For avoiding inessential repetitions, the drying material utilized in the following sections is Cotton except in Section 3.1. The feeding velocity in sections, which is not mentioned, is 1.27 m/s. The ambient air is 30 °C, and humidity ratio of the ambient air is 12 g/kg. The initial temperature of the drying materials is 40 °C, and initial moisture content in the drying materials is 57.5% [30].

3.1. Effects of Transport Materials

In this section, seven transport materials, consisting of PET, Polyethylene, Polypropylene, Cotton, Wool, Rayon, and Nylon, are investigated in detail at a fixed boundary condition with temperatures of the ambient environment, cloth, and cylinder, being 30 °C, 40 °C, and 100 °C, respectively. The feeding velocity and thickness of the drying material are fixed at 10 m/s and 1 mm, respectively. For computing, the heat transfer process in the drying web, the computational model presented in Section 2.2 is employed.
The cloth thickness used for drying is divided into eight equal slices. Temperature versus drying time of three layers of 12.5%, 50%, and 87.5% thickness subject to seven different transport materials are presented in Figure 3a–c, respectively. Figure 3d,e illustrate 3D outside temperature profiles of computational models with PET, Wool, and Cotton as drying materials. The results show that the temperatures of the four synthetic fibers of PET, Polyethylene, Polypropylene, and Nylon are similar at any stage of the four phases. For all cases in this section, it is found that the heat transfer of the synthetic fibers is superior to those of the natural fibers, and the heat transfer of the natural fibers is significantly different from each other in the group [3,4]. Specifically, at the same boundary conditions, the temperatures of the synthetic fibers are higher than those of the natural fibers.

----------------

* _TASKS_:
1) Answer these questions from the text on drying materials:
(a) What initial moisture content is given for the drying materials?
(b) Into how many equal slices is the cloth thickness divided?
(c) What cylinder temperature is used for the fixed boundary condition in Section 3.1?
2) Extract every line of the rows that contains the string "branch".
The text above and the rows that follow are separate, unrelated material.

* _DATA_:
----------------

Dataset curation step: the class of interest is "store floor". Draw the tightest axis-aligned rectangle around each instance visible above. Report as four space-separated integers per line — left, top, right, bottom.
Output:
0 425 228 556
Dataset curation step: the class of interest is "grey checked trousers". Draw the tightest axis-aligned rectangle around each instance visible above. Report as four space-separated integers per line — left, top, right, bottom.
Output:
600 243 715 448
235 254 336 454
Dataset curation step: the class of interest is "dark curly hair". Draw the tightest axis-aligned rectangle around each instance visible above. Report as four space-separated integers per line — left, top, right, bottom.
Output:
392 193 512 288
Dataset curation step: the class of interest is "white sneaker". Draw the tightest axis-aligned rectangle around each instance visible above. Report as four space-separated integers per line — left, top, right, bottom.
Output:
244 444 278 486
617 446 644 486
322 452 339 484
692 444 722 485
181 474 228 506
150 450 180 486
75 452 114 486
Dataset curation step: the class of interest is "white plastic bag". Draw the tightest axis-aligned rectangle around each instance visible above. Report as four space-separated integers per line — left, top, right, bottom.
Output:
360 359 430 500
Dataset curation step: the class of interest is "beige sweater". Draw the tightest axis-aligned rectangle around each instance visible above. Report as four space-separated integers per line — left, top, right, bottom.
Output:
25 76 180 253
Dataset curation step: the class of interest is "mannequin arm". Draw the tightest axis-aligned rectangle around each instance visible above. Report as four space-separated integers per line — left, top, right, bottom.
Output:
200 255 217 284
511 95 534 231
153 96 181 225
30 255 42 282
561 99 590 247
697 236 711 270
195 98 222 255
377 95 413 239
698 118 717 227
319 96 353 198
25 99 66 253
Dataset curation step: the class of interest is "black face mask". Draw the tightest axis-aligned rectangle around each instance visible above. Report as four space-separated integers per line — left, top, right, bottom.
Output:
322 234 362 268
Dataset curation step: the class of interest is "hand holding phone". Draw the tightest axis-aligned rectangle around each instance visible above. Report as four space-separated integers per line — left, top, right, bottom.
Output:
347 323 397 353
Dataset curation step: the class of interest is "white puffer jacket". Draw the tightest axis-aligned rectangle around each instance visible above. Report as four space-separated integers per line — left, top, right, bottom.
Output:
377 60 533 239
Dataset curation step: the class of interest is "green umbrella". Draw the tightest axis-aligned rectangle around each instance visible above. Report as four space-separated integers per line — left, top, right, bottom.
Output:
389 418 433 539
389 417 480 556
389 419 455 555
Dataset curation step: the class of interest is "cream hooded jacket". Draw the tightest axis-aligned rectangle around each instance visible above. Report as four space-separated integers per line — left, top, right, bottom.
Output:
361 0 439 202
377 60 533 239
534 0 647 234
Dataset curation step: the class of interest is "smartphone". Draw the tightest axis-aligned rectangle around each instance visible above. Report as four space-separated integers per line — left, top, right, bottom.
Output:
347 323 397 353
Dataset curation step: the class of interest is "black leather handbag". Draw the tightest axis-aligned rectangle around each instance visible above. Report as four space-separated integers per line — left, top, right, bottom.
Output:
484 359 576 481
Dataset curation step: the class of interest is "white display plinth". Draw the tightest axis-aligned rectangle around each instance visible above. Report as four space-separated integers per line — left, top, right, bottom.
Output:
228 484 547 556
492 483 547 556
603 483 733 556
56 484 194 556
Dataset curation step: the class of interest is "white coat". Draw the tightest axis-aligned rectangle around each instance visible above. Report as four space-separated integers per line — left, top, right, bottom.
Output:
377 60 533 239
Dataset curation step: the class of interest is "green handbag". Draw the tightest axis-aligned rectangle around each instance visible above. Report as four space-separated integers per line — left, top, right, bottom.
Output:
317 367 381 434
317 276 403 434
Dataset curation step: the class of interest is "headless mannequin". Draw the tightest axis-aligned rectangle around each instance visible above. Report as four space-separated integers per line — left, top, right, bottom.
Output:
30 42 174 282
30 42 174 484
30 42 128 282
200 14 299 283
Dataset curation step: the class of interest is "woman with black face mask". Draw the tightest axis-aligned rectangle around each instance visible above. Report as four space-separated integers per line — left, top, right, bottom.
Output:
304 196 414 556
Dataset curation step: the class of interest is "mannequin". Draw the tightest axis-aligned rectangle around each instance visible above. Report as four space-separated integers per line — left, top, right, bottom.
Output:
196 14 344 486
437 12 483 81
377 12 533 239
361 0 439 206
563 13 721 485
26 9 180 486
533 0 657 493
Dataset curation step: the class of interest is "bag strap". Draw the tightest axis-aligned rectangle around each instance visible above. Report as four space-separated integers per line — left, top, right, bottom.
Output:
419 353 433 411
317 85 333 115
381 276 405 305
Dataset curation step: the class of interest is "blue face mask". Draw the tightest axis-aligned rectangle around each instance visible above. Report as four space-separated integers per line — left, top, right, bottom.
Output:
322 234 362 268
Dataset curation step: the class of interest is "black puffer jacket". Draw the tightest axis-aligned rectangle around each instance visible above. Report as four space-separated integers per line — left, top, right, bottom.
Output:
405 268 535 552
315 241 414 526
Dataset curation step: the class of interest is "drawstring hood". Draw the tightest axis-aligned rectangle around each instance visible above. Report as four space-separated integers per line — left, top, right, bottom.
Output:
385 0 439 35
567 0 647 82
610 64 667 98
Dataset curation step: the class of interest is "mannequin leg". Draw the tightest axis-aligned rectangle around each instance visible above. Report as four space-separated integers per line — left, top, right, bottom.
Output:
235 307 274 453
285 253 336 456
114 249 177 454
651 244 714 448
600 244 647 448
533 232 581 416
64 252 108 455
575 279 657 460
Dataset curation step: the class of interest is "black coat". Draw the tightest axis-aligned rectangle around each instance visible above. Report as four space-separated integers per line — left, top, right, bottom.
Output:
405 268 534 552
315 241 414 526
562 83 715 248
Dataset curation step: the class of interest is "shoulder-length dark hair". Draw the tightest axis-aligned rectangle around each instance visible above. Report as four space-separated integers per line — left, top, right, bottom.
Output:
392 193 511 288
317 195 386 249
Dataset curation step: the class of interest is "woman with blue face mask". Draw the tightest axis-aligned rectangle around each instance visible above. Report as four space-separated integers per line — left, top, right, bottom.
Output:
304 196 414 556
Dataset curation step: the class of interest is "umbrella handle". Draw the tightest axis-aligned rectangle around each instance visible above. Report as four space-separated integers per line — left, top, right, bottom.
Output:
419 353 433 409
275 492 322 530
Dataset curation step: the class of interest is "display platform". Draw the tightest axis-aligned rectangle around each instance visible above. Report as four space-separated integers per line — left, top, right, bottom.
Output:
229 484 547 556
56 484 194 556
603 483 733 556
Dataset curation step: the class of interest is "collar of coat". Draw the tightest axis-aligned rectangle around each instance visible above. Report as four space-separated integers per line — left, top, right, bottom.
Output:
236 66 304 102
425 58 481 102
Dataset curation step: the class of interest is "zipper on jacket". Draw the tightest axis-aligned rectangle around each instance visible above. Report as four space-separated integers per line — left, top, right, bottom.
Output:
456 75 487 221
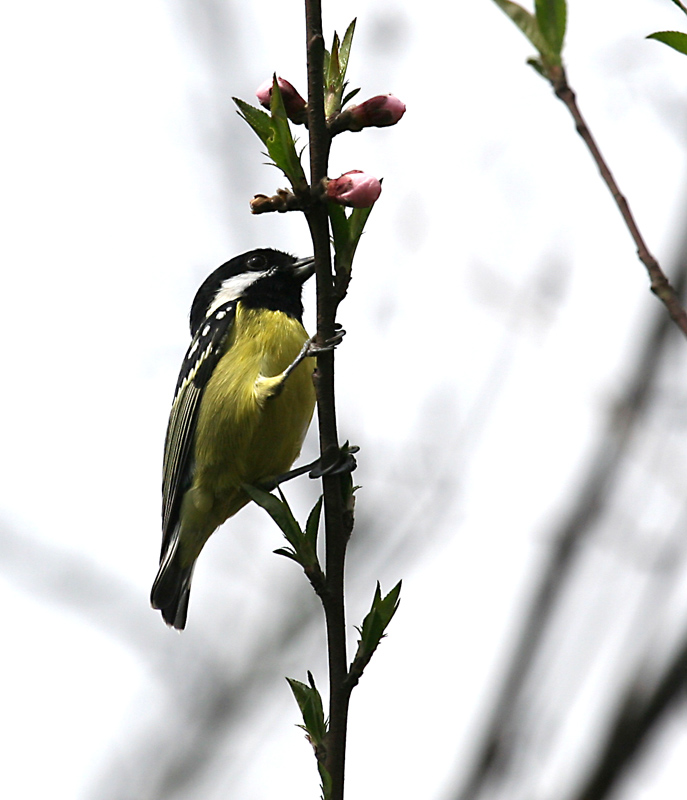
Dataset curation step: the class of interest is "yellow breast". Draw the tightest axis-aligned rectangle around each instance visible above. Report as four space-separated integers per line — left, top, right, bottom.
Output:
191 302 315 535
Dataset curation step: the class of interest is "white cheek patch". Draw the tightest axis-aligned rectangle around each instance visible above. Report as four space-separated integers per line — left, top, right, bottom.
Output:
205 269 271 318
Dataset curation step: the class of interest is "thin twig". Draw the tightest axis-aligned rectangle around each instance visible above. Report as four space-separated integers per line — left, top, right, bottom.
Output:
305 0 350 800
548 67 687 336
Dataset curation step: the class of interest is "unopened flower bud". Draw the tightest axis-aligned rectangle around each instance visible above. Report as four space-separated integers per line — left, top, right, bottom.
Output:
348 94 406 128
255 78 306 123
326 169 382 208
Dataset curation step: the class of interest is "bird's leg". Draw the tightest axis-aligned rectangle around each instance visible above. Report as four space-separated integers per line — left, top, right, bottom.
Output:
281 327 346 381
255 327 346 399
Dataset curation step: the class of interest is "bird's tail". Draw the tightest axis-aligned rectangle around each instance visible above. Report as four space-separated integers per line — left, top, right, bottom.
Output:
150 537 195 631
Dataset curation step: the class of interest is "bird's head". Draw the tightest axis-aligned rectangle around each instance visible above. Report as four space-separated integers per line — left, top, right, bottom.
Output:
190 248 315 335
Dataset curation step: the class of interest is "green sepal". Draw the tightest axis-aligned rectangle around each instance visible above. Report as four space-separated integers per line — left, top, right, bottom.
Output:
673 0 687 14
323 20 355 119
327 203 374 288
286 673 327 751
242 483 322 569
304 495 324 562
356 581 402 659
242 483 302 550
494 0 561 66
646 31 687 55
317 761 332 800
339 19 356 82
234 75 308 191
534 0 567 57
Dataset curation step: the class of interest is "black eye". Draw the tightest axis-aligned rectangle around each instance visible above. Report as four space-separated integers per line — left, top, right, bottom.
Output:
247 256 267 269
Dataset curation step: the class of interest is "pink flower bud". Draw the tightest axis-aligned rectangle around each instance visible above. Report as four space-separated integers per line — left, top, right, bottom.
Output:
326 169 382 208
255 78 305 122
348 94 406 128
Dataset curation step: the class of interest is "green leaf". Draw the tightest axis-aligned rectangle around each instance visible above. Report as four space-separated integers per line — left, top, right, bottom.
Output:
673 0 687 14
267 75 306 189
286 676 327 747
494 0 560 64
341 89 360 107
339 20 356 81
358 581 401 657
233 97 274 146
305 495 323 560
534 0 567 59
646 31 687 55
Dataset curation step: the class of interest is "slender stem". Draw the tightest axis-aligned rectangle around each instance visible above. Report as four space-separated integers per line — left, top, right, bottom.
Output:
305 0 350 800
549 67 687 336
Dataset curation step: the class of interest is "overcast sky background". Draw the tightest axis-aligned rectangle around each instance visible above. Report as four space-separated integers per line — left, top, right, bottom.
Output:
0 0 687 800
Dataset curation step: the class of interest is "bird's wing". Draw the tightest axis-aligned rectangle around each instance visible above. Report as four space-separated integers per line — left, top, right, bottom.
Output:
160 301 236 558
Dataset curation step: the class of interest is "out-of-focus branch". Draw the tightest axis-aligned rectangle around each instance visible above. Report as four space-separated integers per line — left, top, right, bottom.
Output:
575 631 687 800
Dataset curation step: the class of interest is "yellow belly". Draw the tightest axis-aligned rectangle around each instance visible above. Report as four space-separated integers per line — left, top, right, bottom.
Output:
180 302 315 563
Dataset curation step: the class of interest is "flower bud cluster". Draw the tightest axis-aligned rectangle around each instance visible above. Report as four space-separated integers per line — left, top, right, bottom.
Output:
255 78 308 125
252 78 406 213
325 169 382 208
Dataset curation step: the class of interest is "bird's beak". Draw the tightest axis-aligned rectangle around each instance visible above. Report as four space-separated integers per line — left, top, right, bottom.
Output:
291 256 315 283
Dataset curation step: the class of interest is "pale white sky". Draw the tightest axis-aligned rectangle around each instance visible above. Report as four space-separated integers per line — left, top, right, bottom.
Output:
0 0 687 800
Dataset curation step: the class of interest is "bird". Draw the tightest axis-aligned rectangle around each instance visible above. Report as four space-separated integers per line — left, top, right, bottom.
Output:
150 248 321 630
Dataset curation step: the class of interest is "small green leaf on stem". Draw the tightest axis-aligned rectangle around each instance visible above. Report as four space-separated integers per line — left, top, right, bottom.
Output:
327 203 374 294
646 31 687 55
339 20 356 81
242 484 322 568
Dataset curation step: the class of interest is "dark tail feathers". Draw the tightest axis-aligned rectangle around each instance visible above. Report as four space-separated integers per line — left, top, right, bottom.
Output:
150 540 194 631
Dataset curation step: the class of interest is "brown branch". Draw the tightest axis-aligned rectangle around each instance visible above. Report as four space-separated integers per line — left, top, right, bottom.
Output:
547 66 687 336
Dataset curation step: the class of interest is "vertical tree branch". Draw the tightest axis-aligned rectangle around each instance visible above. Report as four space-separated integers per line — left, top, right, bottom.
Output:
548 67 687 336
305 0 350 800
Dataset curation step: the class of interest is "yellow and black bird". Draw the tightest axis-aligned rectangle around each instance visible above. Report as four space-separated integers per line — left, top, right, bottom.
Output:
150 249 315 630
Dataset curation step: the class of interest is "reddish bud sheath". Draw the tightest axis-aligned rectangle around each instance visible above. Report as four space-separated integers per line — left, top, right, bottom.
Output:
326 169 382 208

----------------

* _OUTPUTS_:
1)
(a) 57.5%
(b) Eight
(c) 100 °C

2)
Dataset curation step: the class of interest is "out-of-focus branch". Draw the tightest axis-aligned rectangle around each instance visible above. Report as four space-separated integers per line — left, top, right, bottom.
Dataset curation step: the class of interest is "brown branch". Draw the tightest axis-aligned rectangle around each instance visible above. Report as four space-separated integers per line — left, top, right, bottom.
Dataset curation step: the class of interest is "vertical tree branch". Draw the tightest axis-aligned rectangle around each instance visible above. Report as four space-separated integers per line — left, top, right, bottom.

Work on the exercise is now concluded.